⟨

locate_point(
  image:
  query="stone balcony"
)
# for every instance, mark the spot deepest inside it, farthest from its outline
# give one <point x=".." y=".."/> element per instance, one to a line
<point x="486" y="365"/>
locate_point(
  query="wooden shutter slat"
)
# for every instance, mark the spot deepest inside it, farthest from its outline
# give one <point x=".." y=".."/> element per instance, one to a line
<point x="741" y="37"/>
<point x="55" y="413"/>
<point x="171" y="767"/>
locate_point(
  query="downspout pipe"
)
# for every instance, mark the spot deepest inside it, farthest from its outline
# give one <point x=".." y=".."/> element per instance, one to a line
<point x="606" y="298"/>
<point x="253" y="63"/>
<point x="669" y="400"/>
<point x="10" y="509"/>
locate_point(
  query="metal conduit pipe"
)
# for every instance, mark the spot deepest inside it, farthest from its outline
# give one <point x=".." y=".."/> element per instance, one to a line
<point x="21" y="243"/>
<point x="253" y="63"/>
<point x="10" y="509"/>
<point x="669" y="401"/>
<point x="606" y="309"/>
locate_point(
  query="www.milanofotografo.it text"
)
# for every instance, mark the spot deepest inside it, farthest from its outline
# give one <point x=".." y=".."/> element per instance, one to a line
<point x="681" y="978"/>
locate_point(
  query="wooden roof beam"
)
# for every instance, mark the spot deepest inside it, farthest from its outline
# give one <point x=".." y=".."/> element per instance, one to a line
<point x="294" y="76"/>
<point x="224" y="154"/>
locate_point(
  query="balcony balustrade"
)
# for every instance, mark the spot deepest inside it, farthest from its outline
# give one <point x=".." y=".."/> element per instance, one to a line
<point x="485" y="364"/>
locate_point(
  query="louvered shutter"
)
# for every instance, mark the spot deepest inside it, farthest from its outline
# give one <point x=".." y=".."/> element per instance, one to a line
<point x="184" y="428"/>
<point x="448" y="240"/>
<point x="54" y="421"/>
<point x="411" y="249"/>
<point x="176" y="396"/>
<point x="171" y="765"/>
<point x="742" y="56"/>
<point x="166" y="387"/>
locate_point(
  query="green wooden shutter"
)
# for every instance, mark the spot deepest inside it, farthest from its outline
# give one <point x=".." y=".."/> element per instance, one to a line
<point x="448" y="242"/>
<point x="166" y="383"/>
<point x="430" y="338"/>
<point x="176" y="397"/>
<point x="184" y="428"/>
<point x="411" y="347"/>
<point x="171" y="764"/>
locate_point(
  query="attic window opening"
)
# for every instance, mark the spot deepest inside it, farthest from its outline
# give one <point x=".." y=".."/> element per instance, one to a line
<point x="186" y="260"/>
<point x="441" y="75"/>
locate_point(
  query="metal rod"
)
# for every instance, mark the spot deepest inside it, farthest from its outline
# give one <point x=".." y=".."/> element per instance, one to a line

⟩

Retype all the records, matching them exactly.

locate_point(
  image:
  query="stone balcony"
)
# for every instance, mark the spot deepest inside it, farthest from its outline
# give one <point x=".." y=".."/> element per instance, one to a line
<point x="486" y="365"/>
locate_point(
  query="wooden shutter slat"
)
# for every instance, mark the spot deepest inside it, farthest from its outline
# give one <point x=".." y=".."/> element per instance, one to a line
<point x="741" y="37"/>
<point x="55" y="413"/>
<point x="171" y="767"/>
locate_point(
  query="downspout pipe"
)
# for every instance, mark the spot deepest inside it, farthest from its outline
# give one <point x=".." y=".."/> element per instance, one to a line
<point x="606" y="298"/>
<point x="253" y="63"/>
<point x="669" y="400"/>
<point x="10" y="509"/>
locate_point(
  query="metal conduit pipe"
)
# for every instance, mark the spot deepest inside it, farthest from its outline
# give one <point x=".." y=".."/> element per instance, one to a line
<point x="21" y="243"/>
<point x="253" y="63"/>
<point x="10" y="509"/>
<point x="669" y="401"/>
<point x="606" y="309"/>
locate_point(
  query="www.milanofotografo.it text"
)
# for every instance, mark the spot deepest inside it, farthest from its outline
# give one <point x=".." y=".."/> element per instance, one to a line
<point x="681" y="978"/>
locate_point(
  query="wooden roof beam"
)
# for every instance, mark the spot deepest inside it, farthest from its outline
# give one <point x=".." y=".."/> element per instance, one to a line
<point x="294" y="76"/>
<point x="224" y="154"/>
locate_point(
  query="balcony balustrade"
)
# for every instance, mark the spot deepest inside it, farthest from its outline
# give one <point x=".." y=".."/> element per instance, one to a line
<point x="485" y="364"/>
locate_point(
  query="louvered shutter"
)
# for every instance, mark the spot deepest inside it, farthest from its outline
# give one <point x=".." y=".."/> element per instance, one to a line
<point x="184" y="428"/>
<point x="448" y="240"/>
<point x="54" y="421"/>
<point x="411" y="249"/>
<point x="176" y="396"/>
<point x="171" y="765"/>
<point x="742" y="56"/>
<point x="166" y="387"/>
locate_point(
  query="green wooden shutter"
)
# for every instance, mark the spot deepest inside it, farthest from its outline
# give one <point x=".." y=".."/> element per instance, one to a line
<point x="448" y="242"/>
<point x="166" y="383"/>
<point x="430" y="338"/>
<point x="176" y="397"/>
<point x="184" y="428"/>
<point x="411" y="347"/>
<point x="171" y="764"/>
locate_point(
  query="attic window opening"
)
# for every instance, mark the spot deepest inside it, farthest from its outline
# give one <point x=".." y=".."/> element per instance, one to a line
<point x="186" y="260"/>
<point x="441" y="75"/>
locate_point(
  query="metal rod"
)
# for every instance, mark the spot deepest inside it, farthest from its outline
# give one <point x=".." y=".."/> element per instance, one to a line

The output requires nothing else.